━━━━━ Records for this exercise
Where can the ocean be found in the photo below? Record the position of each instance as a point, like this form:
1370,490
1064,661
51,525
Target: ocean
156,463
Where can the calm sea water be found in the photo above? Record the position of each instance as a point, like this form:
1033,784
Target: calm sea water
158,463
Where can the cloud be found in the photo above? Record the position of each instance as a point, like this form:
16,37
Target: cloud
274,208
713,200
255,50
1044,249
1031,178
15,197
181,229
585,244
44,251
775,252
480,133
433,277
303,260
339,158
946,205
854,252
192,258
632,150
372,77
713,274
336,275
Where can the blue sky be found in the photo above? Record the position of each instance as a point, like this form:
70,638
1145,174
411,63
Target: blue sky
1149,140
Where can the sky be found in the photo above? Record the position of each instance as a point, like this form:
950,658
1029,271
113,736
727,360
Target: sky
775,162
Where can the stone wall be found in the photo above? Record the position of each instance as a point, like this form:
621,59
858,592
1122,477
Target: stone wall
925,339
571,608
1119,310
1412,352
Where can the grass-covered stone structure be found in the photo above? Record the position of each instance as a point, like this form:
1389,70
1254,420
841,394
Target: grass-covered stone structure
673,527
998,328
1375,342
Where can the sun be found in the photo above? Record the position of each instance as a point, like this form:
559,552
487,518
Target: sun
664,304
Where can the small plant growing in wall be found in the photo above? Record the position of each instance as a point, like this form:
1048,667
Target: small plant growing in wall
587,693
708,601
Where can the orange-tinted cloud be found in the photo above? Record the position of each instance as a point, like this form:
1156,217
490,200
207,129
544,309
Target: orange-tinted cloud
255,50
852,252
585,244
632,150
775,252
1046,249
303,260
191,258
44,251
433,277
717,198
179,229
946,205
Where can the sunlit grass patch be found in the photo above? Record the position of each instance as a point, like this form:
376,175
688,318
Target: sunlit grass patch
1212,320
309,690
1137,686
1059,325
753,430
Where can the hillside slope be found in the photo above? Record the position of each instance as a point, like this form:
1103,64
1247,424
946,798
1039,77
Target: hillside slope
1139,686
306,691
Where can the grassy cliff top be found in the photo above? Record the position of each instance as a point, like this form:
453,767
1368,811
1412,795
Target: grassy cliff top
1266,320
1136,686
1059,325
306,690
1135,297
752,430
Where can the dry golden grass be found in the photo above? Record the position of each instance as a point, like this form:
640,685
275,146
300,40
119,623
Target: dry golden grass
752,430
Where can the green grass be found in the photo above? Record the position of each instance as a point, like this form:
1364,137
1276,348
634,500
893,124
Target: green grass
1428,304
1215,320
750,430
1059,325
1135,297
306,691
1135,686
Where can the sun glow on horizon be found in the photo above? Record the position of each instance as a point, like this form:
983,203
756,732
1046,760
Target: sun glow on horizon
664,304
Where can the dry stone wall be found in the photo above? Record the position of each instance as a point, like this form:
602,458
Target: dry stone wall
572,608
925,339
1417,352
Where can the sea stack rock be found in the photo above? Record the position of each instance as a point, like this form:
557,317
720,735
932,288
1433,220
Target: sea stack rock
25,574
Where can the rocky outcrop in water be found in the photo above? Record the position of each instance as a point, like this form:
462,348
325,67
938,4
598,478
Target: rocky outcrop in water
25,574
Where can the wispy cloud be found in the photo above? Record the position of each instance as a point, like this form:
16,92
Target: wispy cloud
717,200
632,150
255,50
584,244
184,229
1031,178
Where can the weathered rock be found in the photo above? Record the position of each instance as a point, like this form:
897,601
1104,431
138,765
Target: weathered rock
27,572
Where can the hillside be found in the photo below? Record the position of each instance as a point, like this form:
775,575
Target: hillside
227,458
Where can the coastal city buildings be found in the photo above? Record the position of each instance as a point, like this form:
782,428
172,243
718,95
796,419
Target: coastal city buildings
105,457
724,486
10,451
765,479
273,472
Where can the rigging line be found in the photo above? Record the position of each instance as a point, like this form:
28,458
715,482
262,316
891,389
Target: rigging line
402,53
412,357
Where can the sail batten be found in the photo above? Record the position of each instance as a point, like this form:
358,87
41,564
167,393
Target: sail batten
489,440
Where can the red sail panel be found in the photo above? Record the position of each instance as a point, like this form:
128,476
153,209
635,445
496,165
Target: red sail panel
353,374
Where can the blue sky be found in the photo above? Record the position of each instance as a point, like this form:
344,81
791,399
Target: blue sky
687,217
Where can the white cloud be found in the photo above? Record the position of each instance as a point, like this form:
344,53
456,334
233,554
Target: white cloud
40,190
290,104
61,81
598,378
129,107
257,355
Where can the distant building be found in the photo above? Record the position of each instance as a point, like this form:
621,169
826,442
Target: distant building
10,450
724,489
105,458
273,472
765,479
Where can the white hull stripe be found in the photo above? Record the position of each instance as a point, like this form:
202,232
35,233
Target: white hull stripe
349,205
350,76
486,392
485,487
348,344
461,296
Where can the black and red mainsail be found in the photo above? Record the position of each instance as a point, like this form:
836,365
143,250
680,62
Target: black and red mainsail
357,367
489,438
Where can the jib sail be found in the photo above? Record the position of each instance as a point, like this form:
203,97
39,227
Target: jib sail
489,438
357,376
━━━━━━━━━━
━━━━━ Records for this exercise
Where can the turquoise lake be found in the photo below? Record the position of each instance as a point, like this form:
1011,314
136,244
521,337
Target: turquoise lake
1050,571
━━━━━━━━━━
━━━━━ Records for this exercise
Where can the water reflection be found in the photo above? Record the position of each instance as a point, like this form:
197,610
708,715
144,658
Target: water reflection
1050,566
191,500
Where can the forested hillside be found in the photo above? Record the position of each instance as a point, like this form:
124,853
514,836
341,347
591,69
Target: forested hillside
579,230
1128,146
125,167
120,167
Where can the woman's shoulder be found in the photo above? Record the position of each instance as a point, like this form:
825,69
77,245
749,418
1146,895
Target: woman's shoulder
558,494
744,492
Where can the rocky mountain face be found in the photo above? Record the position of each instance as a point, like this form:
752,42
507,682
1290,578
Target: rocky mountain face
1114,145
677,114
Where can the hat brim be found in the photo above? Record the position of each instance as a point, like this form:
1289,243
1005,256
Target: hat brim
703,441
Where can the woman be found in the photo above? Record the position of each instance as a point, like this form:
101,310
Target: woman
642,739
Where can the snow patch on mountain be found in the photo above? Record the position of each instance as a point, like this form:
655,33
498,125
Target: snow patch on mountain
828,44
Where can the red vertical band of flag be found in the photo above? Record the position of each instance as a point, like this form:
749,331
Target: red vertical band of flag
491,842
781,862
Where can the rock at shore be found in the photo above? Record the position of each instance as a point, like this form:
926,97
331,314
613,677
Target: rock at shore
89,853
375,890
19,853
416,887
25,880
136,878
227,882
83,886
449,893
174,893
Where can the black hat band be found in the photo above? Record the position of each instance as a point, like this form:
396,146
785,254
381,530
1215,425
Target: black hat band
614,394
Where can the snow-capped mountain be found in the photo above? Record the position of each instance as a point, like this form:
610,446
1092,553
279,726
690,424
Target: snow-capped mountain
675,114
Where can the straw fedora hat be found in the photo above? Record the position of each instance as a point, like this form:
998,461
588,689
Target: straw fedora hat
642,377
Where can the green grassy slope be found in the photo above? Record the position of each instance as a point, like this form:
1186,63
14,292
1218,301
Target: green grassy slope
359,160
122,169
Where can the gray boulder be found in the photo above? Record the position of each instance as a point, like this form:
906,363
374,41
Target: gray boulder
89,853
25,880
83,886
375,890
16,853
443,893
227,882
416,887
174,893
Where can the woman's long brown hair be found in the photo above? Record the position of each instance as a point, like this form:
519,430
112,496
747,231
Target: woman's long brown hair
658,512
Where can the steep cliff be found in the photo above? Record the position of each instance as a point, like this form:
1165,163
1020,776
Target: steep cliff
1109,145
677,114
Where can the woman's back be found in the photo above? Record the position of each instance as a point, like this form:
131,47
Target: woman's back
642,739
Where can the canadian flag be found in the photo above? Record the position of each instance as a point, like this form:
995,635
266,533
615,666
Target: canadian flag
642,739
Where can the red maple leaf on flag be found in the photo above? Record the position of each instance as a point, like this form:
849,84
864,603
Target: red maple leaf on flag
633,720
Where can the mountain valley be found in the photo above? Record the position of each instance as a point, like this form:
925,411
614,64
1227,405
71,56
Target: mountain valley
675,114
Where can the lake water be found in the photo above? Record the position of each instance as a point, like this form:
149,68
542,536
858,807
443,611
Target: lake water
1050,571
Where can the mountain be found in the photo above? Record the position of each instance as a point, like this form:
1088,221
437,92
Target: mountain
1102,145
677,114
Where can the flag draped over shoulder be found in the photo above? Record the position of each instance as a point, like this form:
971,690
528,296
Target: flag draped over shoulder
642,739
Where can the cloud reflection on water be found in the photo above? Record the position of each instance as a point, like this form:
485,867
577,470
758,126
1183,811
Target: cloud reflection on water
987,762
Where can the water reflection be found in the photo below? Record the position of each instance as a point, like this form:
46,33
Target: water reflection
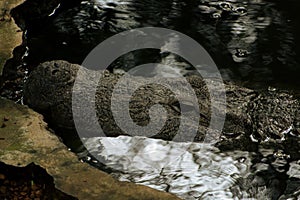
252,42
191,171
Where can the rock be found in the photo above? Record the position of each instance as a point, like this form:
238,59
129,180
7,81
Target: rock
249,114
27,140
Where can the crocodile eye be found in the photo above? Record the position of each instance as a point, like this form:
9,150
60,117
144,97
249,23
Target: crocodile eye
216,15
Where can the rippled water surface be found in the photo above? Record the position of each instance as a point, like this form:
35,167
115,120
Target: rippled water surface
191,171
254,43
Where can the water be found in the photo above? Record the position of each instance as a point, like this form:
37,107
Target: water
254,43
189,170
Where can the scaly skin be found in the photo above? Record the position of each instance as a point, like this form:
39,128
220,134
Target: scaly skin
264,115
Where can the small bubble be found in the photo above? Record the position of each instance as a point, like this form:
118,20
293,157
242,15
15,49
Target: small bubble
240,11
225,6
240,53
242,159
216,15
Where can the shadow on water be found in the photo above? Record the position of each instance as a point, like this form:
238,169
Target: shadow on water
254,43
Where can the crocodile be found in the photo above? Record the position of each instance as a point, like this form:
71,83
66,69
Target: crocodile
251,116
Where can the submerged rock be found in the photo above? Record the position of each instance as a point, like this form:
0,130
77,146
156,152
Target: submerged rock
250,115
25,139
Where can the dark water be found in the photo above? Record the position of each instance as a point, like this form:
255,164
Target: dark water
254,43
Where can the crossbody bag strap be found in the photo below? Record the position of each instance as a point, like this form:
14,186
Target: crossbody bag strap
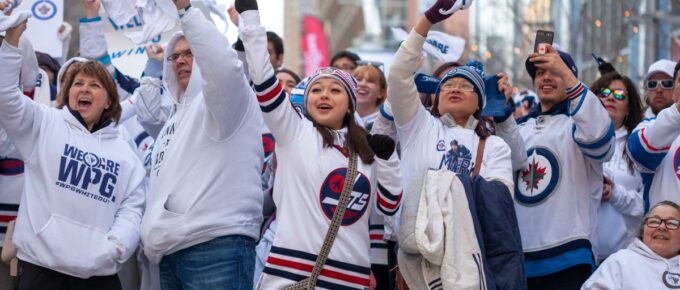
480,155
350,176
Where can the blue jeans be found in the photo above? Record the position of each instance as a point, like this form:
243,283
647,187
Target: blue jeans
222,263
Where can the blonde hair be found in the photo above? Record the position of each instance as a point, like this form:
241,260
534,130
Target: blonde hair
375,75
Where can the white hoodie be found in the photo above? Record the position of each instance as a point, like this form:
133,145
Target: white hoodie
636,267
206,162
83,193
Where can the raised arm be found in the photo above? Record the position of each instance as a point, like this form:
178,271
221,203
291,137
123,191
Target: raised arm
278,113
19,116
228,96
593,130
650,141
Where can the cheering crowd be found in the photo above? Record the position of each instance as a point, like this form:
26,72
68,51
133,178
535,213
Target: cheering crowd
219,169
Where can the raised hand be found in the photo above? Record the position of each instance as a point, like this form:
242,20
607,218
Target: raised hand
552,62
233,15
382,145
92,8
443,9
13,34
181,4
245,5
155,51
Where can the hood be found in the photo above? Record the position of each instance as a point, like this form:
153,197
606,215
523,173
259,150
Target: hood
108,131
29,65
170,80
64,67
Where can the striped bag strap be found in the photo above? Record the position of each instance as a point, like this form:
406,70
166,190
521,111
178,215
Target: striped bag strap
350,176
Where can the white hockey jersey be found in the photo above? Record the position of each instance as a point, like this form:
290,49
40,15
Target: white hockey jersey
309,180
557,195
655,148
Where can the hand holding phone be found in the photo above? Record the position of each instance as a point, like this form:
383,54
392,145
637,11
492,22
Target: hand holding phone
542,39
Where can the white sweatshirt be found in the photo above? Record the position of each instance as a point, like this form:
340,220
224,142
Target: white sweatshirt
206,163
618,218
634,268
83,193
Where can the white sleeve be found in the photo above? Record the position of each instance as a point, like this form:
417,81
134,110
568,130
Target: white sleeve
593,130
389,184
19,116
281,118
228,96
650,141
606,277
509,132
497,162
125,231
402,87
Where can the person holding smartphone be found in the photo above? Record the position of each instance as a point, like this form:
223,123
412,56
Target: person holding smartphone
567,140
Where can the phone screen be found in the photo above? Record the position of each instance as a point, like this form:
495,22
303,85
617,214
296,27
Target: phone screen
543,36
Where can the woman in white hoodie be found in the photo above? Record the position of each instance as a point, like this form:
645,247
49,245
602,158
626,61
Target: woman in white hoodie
━━━━━━━━━━
• [Problem details]: Within the listing above, locate the line containing "Where can the ocean" and the line containing "Where can the calm". Reproduce those two lines and all lines between them exactly, with nothing added.

• [Exercise result]:
Where can the ocean be found in the photo below? Record the position of each instance as a point, like this form:
1370,490
1064,661
51,525
Target: ocean
156,463
Where can the calm sea water be found in the photo above? Record the position of each instance as a point, like this form:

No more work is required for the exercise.